• [What this task involves]
Print every line of the data word for word.

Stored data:
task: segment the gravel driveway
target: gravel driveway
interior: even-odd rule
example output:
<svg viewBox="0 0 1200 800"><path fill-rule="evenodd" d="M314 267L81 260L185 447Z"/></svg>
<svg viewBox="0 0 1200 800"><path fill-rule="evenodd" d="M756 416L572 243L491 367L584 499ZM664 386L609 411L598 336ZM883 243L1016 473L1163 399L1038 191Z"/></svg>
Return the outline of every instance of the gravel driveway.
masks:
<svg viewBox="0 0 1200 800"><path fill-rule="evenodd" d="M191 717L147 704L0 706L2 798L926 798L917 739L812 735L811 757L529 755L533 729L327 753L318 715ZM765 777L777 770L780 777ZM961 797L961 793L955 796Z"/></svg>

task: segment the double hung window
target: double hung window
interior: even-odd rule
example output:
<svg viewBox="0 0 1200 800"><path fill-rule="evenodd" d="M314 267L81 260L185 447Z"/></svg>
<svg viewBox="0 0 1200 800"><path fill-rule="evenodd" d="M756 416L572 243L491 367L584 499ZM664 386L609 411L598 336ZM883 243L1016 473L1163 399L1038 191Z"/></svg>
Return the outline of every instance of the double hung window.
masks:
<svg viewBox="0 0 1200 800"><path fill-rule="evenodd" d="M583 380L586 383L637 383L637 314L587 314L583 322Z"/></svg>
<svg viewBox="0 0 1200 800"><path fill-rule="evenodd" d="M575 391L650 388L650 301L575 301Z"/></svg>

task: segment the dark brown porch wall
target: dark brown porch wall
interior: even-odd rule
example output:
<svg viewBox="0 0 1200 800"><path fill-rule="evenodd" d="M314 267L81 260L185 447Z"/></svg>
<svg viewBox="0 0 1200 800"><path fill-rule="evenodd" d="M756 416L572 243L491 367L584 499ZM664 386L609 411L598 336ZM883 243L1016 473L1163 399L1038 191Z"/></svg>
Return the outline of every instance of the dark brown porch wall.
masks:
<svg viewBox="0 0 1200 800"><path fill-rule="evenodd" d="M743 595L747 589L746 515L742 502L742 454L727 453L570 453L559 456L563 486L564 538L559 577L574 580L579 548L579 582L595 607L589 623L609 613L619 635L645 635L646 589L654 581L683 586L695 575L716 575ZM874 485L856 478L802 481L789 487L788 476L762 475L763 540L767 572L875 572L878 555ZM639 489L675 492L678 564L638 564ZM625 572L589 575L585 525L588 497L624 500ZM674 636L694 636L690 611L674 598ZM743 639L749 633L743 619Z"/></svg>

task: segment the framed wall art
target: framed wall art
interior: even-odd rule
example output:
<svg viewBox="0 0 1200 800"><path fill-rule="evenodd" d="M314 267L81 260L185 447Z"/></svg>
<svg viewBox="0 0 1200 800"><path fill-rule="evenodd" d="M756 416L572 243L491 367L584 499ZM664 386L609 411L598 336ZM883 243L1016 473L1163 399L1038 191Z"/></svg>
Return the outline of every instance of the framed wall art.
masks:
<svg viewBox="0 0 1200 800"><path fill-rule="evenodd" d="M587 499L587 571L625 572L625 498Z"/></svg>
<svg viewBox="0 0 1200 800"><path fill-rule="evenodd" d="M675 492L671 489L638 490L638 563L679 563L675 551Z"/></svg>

• [Answer to this task]
task: segment the gravel driveway
target: gravel driveway
interior: even-odd rule
example output:
<svg viewBox="0 0 1200 800"><path fill-rule="evenodd" d="M314 267L81 260L185 447Z"/></svg>
<svg viewBox="0 0 1200 800"><path fill-rule="evenodd" d="M756 416L572 243L491 367L584 499ZM664 386L609 411L598 336ZM883 243L1016 473L1163 399L1038 191Z"/></svg>
Return the outline of every instance of the gravel driveway.
masks:
<svg viewBox="0 0 1200 800"><path fill-rule="evenodd" d="M191 717L147 704L0 706L2 798L926 798L917 739L812 735L811 757L529 755L533 729L327 753L318 715ZM765 777L777 770L780 777ZM961 797L961 793L955 796Z"/></svg>

task: segment the double hung window
target: double hung window
interior: even-odd rule
example output:
<svg viewBox="0 0 1200 800"><path fill-rule="evenodd" d="M314 267L81 260L185 447Z"/></svg>
<svg viewBox="0 0 1200 800"><path fill-rule="evenodd" d="M756 416L572 243L491 367L584 499ZM664 386L609 411L598 336ZM883 243L1016 473L1163 399L1038 191Z"/></svg>
Return the outline of every instance of the double hung window.
masks:
<svg viewBox="0 0 1200 800"><path fill-rule="evenodd" d="M583 380L586 383L637 383L637 314L587 314L583 322Z"/></svg>
<svg viewBox="0 0 1200 800"><path fill-rule="evenodd" d="M575 391L650 388L650 301L575 301Z"/></svg>

task: segment the dark brown porch wall
target: dark brown porch wall
interior: even-odd rule
example output:
<svg viewBox="0 0 1200 800"><path fill-rule="evenodd" d="M314 267L81 260L185 447Z"/></svg>
<svg viewBox="0 0 1200 800"><path fill-rule="evenodd" d="M756 416L572 243L491 367L584 499ZM664 386L609 411L598 336ZM883 243L1016 473L1163 399L1038 191Z"/></svg>
Return the outline of every instance of the dark brown porch wall.
masks:
<svg viewBox="0 0 1200 800"><path fill-rule="evenodd" d="M743 595L747 589L746 515L742 502L742 454L727 453L570 453L559 456L563 486L564 538L559 577L574 580L579 548L579 582L595 607L589 623L609 613L619 635L645 635L646 589L654 581L683 586L695 575L716 575ZM874 485L856 478L802 481L789 487L788 476L762 475L763 540L767 572L875 572L878 555ZM639 489L675 492L678 564L638 564ZM625 572L589 575L585 525L588 497L624 500ZM674 636L694 636L690 611L674 598ZM743 639L749 633L743 619Z"/></svg>

task: segment the framed wall art
target: framed wall art
interior: even-odd rule
example output:
<svg viewBox="0 0 1200 800"><path fill-rule="evenodd" d="M314 267L81 260L185 447Z"/></svg>
<svg viewBox="0 0 1200 800"><path fill-rule="evenodd" d="M756 416L572 243L491 367L584 499ZM664 386L609 411L598 336ZM883 243L1016 473L1163 399L1038 191Z"/></svg>
Return the outline of every instance of the framed wall art.
masks:
<svg viewBox="0 0 1200 800"><path fill-rule="evenodd" d="M587 499L587 571L625 572L625 498Z"/></svg>
<svg viewBox="0 0 1200 800"><path fill-rule="evenodd" d="M675 492L671 489L638 490L638 563L679 563L675 551Z"/></svg>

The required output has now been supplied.